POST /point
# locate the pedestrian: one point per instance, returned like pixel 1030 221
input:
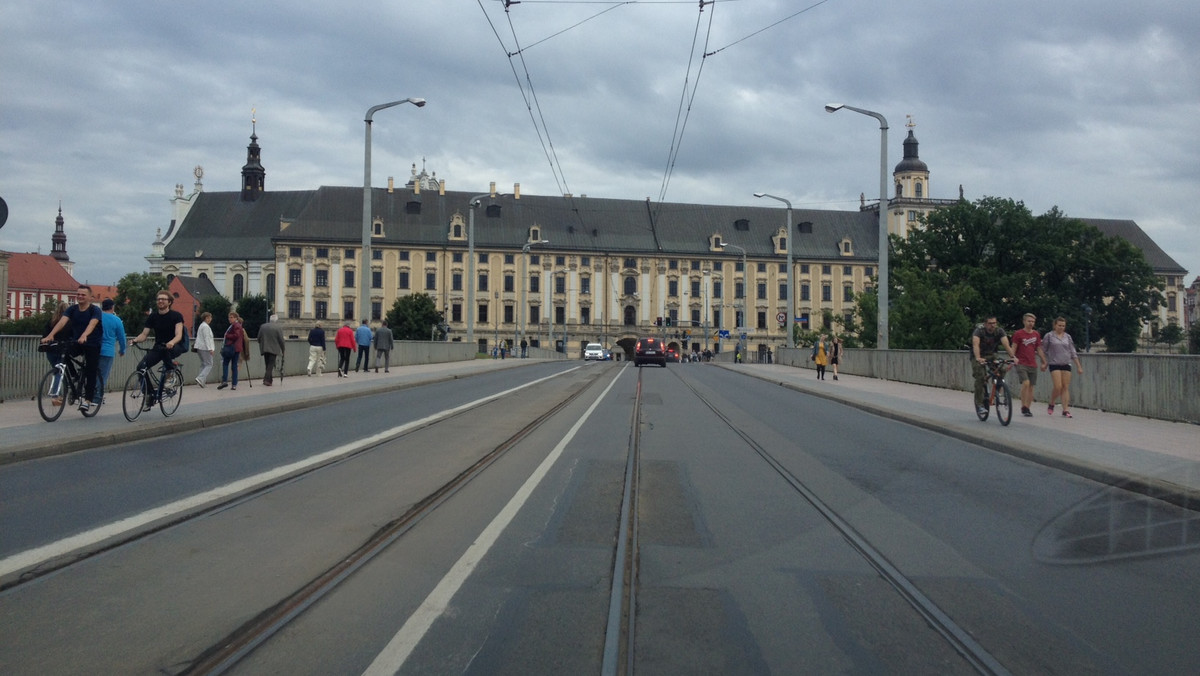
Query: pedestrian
pixel 111 341
pixel 1027 344
pixel 84 319
pixel 363 336
pixel 317 350
pixel 232 350
pixel 1060 352
pixel 835 354
pixel 343 340
pixel 821 356
pixel 984 341
pixel 205 347
pixel 383 342
pixel 270 346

^^^^^^^^^^^^^^^^

* _Written request_:
Render the lines above as a JSON list of strings, one string per line, skipping any blank lines. Leave the picture out of the list.

* _The output_:
[
  "POST /point",
  "# locate the pedestrian: one point per instance, returned like pixel 1030 221",
  "input:",
  "Query: pedestrian",
  "pixel 111 341",
  "pixel 1027 344",
  "pixel 84 319",
  "pixel 363 336",
  "pixel 317 350",
  "pixel 232 350",
  "pixel 1060 352",
  "pixel 835 354",
  "pixel 343 340",
  "pixel 821 356",
  "pixel 984 341",
  "pixel 205 347",
  "pixel 383 342",
  "pixel 270 346"
]